> _Task instructions_
The whole of the data must be transcribed exactly.

> _Records shown_
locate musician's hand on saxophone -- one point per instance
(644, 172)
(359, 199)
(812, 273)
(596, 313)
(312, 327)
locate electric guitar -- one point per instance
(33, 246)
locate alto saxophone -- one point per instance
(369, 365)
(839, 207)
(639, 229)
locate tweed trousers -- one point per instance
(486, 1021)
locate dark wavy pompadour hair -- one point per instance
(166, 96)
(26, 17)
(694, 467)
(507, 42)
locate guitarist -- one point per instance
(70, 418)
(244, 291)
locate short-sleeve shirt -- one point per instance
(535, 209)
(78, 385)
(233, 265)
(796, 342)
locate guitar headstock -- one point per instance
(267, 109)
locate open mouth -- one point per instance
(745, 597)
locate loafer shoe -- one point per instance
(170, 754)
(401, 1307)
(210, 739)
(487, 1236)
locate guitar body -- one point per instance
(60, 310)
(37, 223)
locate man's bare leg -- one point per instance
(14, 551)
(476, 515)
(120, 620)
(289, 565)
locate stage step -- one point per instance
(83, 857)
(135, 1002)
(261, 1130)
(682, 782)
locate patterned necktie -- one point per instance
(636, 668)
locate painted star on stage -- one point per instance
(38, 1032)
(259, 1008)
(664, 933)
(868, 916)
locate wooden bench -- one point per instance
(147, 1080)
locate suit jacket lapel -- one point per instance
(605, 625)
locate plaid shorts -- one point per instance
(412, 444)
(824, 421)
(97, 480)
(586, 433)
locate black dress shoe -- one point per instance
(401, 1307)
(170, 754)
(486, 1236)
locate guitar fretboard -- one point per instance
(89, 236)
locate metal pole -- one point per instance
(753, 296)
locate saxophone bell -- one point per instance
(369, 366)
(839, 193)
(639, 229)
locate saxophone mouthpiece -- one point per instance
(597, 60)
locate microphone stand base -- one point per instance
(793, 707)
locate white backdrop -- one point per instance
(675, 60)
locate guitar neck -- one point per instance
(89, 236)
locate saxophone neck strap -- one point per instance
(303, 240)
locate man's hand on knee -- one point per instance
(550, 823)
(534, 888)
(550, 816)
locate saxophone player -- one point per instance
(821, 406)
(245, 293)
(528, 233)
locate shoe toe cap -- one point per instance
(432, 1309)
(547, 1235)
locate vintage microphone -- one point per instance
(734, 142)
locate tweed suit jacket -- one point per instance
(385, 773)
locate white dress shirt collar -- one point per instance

> _Written response_
locate musician's hand on saxophone -- one point per instance
(644, 172)
(359, 199)
(812, 273)
(596, 313)
(312, 327)
locate electric guitar -- one point per instance
(33, 246)
locate alto saxophone -- one point per instance
(369, 365)
(839, 207)
(639, 229)
locate tweed trousers -- one point per instance
(486, 1021)
locate dark wavy pompadour hair -- one point per instance
(166, 96)
(26, 17)
(694, 467)
(507, 42)
locate guitarist -- one point per instance
(70, 418)
(244, 291)
locate short-sleeve shirt -- one point per instance
(535, 209)
(78, 385)
(233, 265)
(796, 342)
locate guitar headstock -- one point per instance
(267, 109)
locate open mouth -- one point per instance
(745, 597)
locate loafer shoe -- one point per instance
(170, 754)
(401, 1307)
(210, 739)
(487, 1236)
locate guitar body -- one point per instance
(60, 310)
(37, 223)
locate man's bare leg -- one point per instance
(14, 551)
(476, 515)
(120, 620)
(289, 565)
locate stage step -- one point per instance
(83, 857)
(135, 1002)
(261, 1130)
(682, 782)
locate patterned necktie -- one point per instance
(636, 668)
locate painted star on stage -- one point per instance
(38, 1032)
(259, 1008)
(664, 933)
(868, 916)
locate wooden bench -- one point per instance
(147, 1080)
locate suit jacket lapel -- one point per instance
(605, 625)
locate plaid shorts -- one point per instance
(412, 444)
(824, 421)
(97, 480)
(586, 433)
locate black dress shoe -- one point per instance
(401, 1307)
(170, 754)
(486, 1236)
locate guitar fretboard -- one point per instance
(89, 236)
locate metal pole -- one point per instance
(753, 296)
locate saxophone bell -- one point per instance
(369, 366)
(839, 193)
(639, 229)
locate saxophone mouthpiece -- one point per instance
(597, 60)
locate microphone stand base -- one point per instance
(793, 707)
locate white backdrop -- one point per instance
(675, 60)
locate guitar neck -- one point per instance
(89, 236)
locate saxophone neck strap -- one point per instance
(303, 240)
locate man's hand on knee -- one point per instance
(550, 823)
(534, 888)
(550, 816)
locate saxophone player -- one point per instance
(821, 406)
(245, 293)
(528, 233)
locate shoe toe cap -- one point per instance
(432, 1309)
(547, 1235)
locate vintage microphone -- one point per instance
(734, 142)
locate tweed suit jacket -- one point per instance
(385, 773)
locate white dress shirt collar -- one point per instance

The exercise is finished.